*PARTS OF THE EXERCISE*
[a] Render this sentence from the passage on ch-image and fakeroot into Spanish: "By default, nothing is done to avoid these problems, though ch-image does try to detect if the workarounds could help."
[b] Extend the passage on ch-image and fakeroot by writing the next part, starting after its final sentence.

*PASSAGE GIVEN*
_ _ _

This approach does yield some quirks. We provide built-in workarounds that should mostly work (i.e., --force), but it can be helpful to understand what is going on.

ch-image executes all instructions as the normal user who invokes it. For RUN, this is accomplished with ch-run -w --uid=0 --gid=0 (and some other arguments), i.e., your host EUID and EGID both mapped to zero inside the container, and only one UID (zero) and GID (zero) are available inside the container. Under this arrangement, processes running in the container for each RUN appear to be running as root, but many privileged system calls will fail without the workarounds described below. This affects any fully unprivileged container build, not just Charliecloud.

The most common time to see this is installing packages. For example, here is RPM failing to chown(2) a file, which makes the package update fail:

  Updating   : 1:dbus-1.10.24-13.el7_6.x86_64                            2/4
Error unpacking rpm package 1:dbus-1.10.24-13.el7_6.x86_64
error: unpacking of archive failed on file /usr/libexec/dbus-1/dbus-daemon-launch-helper;5cffd726: cpio: chown
  Cleanup    : 1:dbus-libs-1.10.24-12.el7.x86_64                         3/4
error: dbus-1:1.10.24-13.el7_6.x86_64: install failed

This one is (ironically) apt-get failing to drop privileges:

E: setgroups 65534 failed - setgroups (1: Operation not permitted)
E: setegid 65534 failed - setegid (22: Invalid argument)
E: seteuid 100 failed - seteuid (22: Invalid argument)
E: setgroups 0 failed - setgroups (1: Operation not permitted)

By default, nothing is done to avoid these problems, though ch-image does try to detect if the workarounds could help. --force activates the workarounds: ch-image injects extra commands to intercept these system calls and fake a successful result, using fakeroot(1). There are three basic steps:

  1. After FROM, analyze the image to see what distribution it contains, which determines the specific workarounds.

  2. Before the user command in the first RUN instruction where the injection seems needed, install fakeroot(1) in the image, if one is not already installed, as well as any other necessary initialization commands. For example, we turn off the apt sandbox (for Debian Buster) and configure EPEL but leave it disabled (for CentOS/RHEL).

  3. Prepend fakeroot to RUN instructions that seem to need it, e.g. ones that contain apt, apt-get, dpkg for Debian derivatives and dnf, rpm, or yum for RPM-based distributions.

The details are specific to each distribution. ch-image analyzes image content (e.g., grepping /etc/debian_version) to select a configuration; see lib/fakeroot.py for details. ch-image prints exactly what it is doing.

_ _ _

*AVAILABLE DATA*
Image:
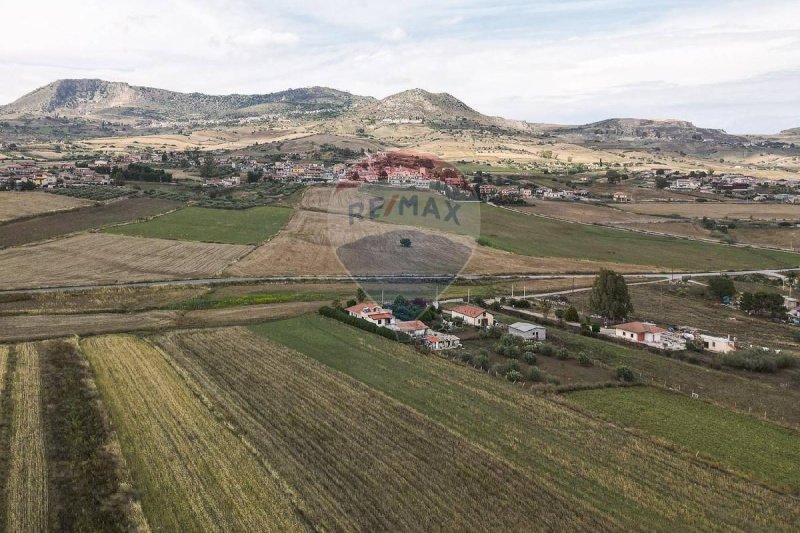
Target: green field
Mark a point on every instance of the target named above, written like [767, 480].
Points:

_ _ _

*ANSWERS BELOW*
[a] De forma predeterminada, no se hace nada para evitar estos problemas, aunque ch-image sí intenta detectar si las soluciones alternativas podrían ayudar.

[b]
3.8.5.4. Compatibility with other Dockerfile interpreters

ch-image is an independent implementation and shares no code with other Dockerfile interpreters. It uses a formal Dockerfile parsing grammar developed from the Dockerfile reference documentation and miscellaneous other sources, which you can examine in the source code.

We believe this independence is valuable for several reasons. First, it helps the community examine Dockerfile syntax and semantics critically, think rigorously about what is really needed, and build a more robust standard. Second, it yields disjoint sets of bugs (note that Podman, Buildah, and Docker all share the same Dockerfile parser). Third, because it is a much smaller code base, it illustrates how Dockerfiles work more clearly. Finally, it allows straightforward extensions if needed to support scientific computing.

ch-image tries hard to be compatible with Docker and other interpreters, though as an independent implementation, it is not bug-compatible.

The following subsections describe differences from the Dockerfile reference that we expect to be approximately permanent. For not-yet-implemented features and bugs in this area, see related issues on GitHub.

None of these are set in stone. We are very interested in feedback on our assessments and open questions. This helps us prioritize new features and revise our thinking about what is needed for HPC containers.

3.8.5.4.1. Context directory

The context directory is bind-mounted into the build, rather than copied like Docker. Thus, the size of the context is immaterial, and the build reads directly from storage like any other local process would. However, you still can’t access anything outside the context directory.

3.8.5.4.2. Variable substitution

Variable substitution happens for all instructions, not just the ones listed in the Dockerfile reference.

ARG and ENV cause cache misses upon definition, in contrast with Docker where these variables miss upon use, except for certain cache-excluded variables that never cause misses, listed below.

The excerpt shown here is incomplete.